▸ **Exercise requirements**:
In the article about the teacher running the London Marathon after heart surgery, which charity is he raising funds for?

Man to run marathon months after heart surgery
Mitchell ElliottA teacher is to run the London Marathon to raise funds for a charity that helped his family after he was born with a heart condition.
Mitchell Elliott, from Rochester in Kent, will take part after recovering from heart surgery in May, which followed previous procedures aged 10 months and 11 years old.
He said that doctors had told his mother that he would "never be able to run a marathon but he should have a normal quality of life".
"When she told me that I thought, 'you know what, I'm going to run a marathon'," the 32-year-old said.
"This is my first marathon and probably my last," Elliott told the BBC.
"With the limitation that I had as a child and the fitness I had growing up, I never thought I would be able to."
He said that Bligh Primary School in Strood, where he is deputy head teacher, had "really rallied behind me" ahead of the race on Sunday.
A "healthy hearts day", where pupils wore red or heart-themed clothes and completed fitness activities, raised more than £3,000, he said.
His marathon fundraiser has collected more than £5,000.
'Lips went blue'
Elliot is raising funds for Evelina Children's Heart Organisation (Echo).

▸ **Listed entries**:

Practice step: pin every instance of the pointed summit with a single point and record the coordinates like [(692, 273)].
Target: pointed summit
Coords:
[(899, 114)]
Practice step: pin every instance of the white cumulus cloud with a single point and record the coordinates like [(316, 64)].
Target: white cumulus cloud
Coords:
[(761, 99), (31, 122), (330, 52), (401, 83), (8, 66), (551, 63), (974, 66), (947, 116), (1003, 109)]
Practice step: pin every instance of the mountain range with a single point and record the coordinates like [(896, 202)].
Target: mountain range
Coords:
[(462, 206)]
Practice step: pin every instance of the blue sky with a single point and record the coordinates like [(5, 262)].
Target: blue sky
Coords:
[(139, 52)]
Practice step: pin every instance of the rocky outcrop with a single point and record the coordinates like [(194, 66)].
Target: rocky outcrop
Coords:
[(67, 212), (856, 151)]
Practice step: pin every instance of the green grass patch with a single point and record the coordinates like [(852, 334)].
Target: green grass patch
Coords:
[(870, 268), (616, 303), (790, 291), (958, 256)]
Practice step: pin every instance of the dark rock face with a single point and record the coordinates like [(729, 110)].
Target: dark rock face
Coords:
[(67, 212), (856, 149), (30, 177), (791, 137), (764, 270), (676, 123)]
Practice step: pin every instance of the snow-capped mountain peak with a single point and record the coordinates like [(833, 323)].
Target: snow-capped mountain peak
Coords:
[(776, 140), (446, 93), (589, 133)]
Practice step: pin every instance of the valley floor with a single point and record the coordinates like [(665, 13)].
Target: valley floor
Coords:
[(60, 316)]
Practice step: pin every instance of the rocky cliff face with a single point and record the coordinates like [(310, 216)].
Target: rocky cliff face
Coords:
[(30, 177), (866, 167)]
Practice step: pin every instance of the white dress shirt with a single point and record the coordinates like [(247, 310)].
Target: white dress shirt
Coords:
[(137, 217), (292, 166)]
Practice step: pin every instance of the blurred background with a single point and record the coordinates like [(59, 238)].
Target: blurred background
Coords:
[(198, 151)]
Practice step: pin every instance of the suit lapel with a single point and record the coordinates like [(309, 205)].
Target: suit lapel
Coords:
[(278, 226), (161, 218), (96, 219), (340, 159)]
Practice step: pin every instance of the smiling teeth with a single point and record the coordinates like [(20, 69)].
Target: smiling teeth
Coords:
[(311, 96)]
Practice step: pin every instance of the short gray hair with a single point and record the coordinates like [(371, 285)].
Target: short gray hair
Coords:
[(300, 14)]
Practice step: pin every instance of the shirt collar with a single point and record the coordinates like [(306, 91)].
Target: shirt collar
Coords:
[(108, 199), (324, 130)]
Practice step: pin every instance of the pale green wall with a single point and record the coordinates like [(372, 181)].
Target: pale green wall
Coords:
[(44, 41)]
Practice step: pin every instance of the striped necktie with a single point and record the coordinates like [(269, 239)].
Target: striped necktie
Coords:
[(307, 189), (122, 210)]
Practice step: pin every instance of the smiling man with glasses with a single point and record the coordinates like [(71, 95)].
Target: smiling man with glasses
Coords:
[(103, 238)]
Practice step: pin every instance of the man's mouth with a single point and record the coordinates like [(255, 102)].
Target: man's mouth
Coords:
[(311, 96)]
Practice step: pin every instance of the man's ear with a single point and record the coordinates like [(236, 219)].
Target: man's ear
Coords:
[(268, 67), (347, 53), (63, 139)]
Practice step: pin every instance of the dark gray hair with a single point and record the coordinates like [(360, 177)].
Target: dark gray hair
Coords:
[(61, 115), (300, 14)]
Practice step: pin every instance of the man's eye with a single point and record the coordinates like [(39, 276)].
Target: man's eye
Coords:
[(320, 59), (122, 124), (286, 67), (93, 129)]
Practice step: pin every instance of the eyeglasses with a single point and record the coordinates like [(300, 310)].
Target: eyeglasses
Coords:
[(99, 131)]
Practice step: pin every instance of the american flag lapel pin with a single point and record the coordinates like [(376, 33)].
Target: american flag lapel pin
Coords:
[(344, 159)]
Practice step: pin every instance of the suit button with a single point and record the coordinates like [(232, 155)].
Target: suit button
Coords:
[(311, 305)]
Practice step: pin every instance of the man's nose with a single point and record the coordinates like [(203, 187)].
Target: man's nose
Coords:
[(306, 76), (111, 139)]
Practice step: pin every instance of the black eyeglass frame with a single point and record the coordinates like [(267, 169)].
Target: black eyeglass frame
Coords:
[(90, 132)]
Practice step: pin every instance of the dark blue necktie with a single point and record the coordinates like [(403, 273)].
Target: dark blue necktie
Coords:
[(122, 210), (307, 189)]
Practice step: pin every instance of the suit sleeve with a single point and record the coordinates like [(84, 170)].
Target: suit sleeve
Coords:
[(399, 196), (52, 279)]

--

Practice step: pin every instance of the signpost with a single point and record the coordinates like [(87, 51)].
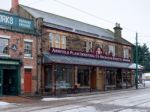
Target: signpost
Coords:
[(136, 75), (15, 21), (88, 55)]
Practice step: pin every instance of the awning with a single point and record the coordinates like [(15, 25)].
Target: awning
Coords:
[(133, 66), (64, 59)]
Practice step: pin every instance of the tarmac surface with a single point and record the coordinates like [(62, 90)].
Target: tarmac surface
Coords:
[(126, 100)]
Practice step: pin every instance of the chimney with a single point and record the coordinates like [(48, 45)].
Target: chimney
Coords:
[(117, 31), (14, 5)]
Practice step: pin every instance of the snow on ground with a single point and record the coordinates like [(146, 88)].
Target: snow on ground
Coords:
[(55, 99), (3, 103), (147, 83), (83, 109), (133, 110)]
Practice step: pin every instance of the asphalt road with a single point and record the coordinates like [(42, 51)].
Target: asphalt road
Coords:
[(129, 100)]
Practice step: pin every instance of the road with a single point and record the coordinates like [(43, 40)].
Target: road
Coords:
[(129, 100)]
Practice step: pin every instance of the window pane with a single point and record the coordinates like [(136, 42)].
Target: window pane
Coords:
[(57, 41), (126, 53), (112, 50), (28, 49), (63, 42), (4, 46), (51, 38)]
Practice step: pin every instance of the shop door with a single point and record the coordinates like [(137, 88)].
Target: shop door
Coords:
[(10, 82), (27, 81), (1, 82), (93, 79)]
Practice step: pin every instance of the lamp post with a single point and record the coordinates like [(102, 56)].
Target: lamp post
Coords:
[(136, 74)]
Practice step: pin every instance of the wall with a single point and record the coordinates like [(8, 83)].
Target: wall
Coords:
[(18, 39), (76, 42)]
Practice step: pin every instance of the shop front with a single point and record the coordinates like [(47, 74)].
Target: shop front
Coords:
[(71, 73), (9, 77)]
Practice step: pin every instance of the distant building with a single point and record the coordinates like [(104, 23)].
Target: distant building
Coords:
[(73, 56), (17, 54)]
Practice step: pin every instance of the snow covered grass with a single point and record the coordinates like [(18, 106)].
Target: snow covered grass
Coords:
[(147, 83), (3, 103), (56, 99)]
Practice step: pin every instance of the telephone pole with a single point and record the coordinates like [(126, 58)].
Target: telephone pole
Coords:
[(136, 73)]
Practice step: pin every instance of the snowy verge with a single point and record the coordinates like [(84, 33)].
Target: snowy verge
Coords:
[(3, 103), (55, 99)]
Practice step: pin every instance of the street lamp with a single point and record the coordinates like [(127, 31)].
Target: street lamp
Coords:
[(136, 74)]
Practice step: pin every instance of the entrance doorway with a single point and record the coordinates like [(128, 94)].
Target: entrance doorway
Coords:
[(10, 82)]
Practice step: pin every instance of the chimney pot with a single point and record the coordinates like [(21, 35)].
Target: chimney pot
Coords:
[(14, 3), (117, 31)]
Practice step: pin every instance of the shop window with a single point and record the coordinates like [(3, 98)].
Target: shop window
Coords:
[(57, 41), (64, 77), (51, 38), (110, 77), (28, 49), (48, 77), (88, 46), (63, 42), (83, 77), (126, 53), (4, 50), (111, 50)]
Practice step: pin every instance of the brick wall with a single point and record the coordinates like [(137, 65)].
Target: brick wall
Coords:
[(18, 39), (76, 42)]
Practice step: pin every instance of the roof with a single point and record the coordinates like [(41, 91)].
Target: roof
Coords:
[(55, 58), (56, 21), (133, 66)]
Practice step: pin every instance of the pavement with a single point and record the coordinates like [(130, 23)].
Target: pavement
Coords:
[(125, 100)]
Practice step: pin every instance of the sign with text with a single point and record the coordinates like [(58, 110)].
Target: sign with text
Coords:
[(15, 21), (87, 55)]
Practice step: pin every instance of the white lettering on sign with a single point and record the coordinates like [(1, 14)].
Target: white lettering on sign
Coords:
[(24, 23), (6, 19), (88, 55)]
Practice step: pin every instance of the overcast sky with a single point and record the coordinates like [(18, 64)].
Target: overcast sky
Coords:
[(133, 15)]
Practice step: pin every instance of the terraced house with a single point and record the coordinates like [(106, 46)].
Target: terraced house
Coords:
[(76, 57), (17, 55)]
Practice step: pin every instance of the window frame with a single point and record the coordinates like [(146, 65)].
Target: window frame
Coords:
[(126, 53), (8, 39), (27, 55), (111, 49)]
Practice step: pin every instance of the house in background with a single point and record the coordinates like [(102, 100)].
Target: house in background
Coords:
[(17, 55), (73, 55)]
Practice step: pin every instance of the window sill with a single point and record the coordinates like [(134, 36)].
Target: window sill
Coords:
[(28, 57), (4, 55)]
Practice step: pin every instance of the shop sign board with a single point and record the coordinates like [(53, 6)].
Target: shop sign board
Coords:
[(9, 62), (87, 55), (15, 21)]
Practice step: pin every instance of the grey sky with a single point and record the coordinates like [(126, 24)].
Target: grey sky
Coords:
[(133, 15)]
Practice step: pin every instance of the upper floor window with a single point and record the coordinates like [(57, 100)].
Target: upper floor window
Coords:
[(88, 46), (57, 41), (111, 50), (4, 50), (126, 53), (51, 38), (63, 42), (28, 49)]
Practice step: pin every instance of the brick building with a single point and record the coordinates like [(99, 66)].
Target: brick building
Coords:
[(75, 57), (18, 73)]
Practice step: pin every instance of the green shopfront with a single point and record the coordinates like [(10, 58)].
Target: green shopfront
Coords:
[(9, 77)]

▸ **Solution**:
Evelina Children's Heart Organisation (Echo)